Dataset entries
—————

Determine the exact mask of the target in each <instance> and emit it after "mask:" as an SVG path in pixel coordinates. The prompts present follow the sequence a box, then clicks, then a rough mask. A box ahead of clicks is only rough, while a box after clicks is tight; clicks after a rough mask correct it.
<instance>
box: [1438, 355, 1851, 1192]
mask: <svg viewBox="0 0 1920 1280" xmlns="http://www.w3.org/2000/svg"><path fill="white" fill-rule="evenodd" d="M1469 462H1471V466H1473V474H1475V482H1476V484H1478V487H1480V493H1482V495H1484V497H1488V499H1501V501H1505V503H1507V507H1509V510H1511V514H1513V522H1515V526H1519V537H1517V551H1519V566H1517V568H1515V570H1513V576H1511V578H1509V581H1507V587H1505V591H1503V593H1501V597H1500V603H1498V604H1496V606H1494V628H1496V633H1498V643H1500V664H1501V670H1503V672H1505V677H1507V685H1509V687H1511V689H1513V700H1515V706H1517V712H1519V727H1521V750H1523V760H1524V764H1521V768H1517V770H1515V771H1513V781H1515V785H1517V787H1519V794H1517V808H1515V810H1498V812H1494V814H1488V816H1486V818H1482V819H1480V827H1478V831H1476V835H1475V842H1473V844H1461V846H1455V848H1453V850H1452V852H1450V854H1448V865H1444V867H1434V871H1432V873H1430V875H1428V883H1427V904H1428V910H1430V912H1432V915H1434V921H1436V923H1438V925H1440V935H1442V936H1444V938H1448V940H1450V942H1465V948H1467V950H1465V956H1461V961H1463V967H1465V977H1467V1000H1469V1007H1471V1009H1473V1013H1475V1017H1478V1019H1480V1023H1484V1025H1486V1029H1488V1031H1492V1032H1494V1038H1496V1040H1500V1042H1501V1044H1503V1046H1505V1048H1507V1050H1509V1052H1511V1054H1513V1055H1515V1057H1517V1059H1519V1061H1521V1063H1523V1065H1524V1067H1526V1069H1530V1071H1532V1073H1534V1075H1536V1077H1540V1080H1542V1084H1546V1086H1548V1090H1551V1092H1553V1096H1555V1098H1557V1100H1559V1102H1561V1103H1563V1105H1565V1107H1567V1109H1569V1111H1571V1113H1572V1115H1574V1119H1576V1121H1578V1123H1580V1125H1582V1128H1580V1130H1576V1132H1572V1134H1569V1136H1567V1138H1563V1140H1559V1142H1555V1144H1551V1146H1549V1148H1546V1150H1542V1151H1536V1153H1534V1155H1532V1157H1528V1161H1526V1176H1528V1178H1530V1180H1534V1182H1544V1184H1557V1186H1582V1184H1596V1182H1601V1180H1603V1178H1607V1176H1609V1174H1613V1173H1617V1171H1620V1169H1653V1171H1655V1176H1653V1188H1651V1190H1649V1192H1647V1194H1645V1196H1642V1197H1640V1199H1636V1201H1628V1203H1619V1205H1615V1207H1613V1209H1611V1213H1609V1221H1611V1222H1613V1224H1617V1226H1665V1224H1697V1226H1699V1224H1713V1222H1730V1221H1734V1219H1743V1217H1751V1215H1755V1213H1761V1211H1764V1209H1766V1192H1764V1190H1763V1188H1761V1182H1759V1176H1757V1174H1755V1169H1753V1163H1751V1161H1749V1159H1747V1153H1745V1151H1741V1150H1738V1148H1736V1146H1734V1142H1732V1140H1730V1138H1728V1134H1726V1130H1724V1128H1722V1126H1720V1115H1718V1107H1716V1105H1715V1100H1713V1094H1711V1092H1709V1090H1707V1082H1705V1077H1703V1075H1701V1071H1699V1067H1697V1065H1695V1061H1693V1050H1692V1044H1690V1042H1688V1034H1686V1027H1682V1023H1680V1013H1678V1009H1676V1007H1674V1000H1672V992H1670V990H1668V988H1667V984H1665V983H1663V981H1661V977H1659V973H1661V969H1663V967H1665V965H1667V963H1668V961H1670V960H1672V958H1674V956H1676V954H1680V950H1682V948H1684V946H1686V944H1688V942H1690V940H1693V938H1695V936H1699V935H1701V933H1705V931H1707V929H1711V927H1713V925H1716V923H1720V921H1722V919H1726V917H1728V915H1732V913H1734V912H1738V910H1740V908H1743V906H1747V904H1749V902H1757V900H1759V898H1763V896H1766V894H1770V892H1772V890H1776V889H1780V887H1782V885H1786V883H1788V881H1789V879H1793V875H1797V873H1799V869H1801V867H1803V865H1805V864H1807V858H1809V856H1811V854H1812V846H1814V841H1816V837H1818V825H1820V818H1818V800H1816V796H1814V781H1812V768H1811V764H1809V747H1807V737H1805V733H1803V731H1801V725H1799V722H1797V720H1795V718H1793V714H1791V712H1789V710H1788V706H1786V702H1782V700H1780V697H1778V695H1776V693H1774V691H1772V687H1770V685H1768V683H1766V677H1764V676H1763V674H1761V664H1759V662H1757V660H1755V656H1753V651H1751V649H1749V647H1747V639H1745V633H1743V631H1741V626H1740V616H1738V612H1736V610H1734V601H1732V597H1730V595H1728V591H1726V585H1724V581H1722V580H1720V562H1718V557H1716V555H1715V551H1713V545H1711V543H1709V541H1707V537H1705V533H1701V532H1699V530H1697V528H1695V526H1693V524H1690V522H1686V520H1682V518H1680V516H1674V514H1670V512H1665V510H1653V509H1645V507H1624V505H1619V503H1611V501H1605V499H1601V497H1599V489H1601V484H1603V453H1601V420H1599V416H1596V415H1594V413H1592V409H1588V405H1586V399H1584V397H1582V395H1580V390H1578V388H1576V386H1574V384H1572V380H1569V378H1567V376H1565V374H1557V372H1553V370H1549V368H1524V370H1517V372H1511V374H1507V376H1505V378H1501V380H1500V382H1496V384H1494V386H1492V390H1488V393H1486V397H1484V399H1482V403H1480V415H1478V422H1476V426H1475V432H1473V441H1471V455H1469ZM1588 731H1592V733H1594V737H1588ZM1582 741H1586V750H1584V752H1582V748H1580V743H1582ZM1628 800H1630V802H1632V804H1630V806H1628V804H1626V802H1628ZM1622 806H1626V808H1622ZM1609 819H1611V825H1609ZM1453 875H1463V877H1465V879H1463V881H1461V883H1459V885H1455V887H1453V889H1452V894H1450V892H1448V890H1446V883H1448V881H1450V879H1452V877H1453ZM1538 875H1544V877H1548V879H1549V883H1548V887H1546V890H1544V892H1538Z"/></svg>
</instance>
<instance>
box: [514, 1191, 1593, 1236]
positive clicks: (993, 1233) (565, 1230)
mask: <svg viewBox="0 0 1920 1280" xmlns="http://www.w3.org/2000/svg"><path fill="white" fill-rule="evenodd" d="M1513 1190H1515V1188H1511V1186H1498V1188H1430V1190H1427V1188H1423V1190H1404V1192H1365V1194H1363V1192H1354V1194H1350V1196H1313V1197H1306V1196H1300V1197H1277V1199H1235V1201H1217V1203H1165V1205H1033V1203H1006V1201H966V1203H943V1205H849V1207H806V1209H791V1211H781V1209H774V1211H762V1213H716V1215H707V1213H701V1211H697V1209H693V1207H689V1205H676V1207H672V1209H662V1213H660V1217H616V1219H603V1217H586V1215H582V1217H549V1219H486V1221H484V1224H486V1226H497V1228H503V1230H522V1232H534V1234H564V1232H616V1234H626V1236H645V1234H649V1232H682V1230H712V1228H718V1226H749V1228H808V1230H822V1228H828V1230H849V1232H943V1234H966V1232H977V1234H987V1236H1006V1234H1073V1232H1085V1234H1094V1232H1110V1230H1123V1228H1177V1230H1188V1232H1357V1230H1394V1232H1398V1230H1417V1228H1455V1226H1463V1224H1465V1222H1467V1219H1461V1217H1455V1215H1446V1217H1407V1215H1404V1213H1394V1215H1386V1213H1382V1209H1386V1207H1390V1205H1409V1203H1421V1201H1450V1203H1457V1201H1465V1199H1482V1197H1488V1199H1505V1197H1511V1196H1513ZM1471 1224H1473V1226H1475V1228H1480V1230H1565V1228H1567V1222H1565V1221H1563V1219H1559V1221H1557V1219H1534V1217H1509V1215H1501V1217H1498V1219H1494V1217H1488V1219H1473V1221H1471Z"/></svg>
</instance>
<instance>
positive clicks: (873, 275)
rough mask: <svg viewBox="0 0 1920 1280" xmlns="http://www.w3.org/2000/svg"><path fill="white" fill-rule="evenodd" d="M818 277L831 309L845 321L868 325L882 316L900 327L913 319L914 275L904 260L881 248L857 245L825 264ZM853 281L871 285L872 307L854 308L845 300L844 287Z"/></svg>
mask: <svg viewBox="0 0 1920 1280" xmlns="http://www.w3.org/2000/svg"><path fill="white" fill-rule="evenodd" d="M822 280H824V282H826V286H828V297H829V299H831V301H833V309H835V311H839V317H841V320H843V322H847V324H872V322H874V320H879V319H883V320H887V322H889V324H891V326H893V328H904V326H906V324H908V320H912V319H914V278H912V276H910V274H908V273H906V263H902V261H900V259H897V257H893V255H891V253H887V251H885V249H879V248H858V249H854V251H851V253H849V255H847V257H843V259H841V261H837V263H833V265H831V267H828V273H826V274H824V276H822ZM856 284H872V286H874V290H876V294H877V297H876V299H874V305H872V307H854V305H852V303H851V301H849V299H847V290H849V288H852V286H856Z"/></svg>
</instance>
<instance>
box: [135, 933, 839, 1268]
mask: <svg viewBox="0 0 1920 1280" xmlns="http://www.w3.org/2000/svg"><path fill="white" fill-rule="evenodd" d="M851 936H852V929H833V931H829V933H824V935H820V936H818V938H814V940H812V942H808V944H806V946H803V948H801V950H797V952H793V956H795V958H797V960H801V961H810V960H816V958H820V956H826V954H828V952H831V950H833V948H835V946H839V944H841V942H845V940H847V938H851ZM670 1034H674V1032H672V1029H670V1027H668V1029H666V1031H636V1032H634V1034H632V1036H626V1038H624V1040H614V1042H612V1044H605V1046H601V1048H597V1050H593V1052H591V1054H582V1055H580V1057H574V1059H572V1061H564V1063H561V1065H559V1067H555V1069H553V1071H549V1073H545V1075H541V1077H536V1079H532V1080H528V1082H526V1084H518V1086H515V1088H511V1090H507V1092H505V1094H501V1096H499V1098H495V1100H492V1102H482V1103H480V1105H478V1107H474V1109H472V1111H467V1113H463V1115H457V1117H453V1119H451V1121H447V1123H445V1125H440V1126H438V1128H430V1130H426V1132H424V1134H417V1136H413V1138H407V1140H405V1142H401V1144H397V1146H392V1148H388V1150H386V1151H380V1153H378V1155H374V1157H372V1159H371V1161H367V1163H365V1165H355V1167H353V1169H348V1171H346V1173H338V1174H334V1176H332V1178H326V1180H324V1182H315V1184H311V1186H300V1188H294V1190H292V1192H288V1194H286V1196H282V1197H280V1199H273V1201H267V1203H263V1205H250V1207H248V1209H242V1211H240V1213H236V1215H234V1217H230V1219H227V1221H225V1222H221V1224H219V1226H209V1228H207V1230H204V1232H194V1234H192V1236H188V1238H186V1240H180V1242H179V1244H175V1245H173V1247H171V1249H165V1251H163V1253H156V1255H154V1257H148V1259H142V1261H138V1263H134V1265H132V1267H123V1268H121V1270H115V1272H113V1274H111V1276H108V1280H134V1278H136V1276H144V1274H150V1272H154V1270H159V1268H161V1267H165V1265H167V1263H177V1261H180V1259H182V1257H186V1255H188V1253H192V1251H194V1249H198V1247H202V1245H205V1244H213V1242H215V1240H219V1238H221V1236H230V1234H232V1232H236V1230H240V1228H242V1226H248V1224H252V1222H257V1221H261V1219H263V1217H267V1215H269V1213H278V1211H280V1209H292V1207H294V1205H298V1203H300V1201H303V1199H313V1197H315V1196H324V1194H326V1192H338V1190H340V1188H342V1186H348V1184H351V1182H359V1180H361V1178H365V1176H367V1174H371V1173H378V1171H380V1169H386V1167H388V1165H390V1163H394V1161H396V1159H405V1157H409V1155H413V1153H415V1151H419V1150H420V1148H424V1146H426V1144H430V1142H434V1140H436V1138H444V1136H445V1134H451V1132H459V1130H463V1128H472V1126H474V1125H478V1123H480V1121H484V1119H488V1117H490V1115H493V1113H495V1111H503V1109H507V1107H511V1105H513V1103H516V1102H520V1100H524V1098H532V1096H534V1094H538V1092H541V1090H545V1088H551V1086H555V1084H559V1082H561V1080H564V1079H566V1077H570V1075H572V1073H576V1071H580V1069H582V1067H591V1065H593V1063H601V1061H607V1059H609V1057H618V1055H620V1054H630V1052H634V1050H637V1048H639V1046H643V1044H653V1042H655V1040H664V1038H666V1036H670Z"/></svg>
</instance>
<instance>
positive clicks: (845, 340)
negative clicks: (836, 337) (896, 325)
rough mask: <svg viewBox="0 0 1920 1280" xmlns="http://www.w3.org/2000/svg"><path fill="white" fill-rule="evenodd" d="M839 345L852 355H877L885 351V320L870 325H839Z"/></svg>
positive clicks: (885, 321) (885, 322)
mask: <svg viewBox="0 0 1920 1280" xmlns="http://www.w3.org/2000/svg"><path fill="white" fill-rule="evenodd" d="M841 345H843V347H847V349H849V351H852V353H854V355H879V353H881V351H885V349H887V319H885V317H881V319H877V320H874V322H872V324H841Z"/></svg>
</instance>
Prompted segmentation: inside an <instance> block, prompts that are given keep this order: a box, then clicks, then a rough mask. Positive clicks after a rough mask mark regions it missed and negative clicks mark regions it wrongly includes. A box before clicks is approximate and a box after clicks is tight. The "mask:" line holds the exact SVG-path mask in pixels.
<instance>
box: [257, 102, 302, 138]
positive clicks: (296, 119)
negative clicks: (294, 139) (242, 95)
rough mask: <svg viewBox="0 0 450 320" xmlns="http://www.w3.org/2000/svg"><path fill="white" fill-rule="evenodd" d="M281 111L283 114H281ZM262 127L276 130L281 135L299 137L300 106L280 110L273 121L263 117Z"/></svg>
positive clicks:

—————

Exercise prompt: Would you please repeat exactly the lines above, starting at the line with "positive clicks: (885, 321) (885, 322)" and stopping at the line with "Prompted segmentation: inside", both included?

Reply:
positive clicks: (885, 321) (885, 322)
mask: <svg viewBox="0 0 1920 1280" xmlns="http://www.w3.org/2000/svg"><path fill="white" fill-rule="evenodd" d="M841 345H843V347H847V349H849V351H852V353H854V355H879V353H881V351H885V349H887V319H885V317H881V319H877V320H874V322H872V324H841Z"/></svg>
</instance>
Prompted segmentation: inside an <instance> block, prompts that are given keep this order: a box, then clicks, then a rough mask. Positive clicks after a rough mask mark regions it missed and negative clicks mark regions it wrongly includes. A box before clicks is approximate and a box after clicks is tight. The "mask:" line holds the exact SVG-path mask in pixels.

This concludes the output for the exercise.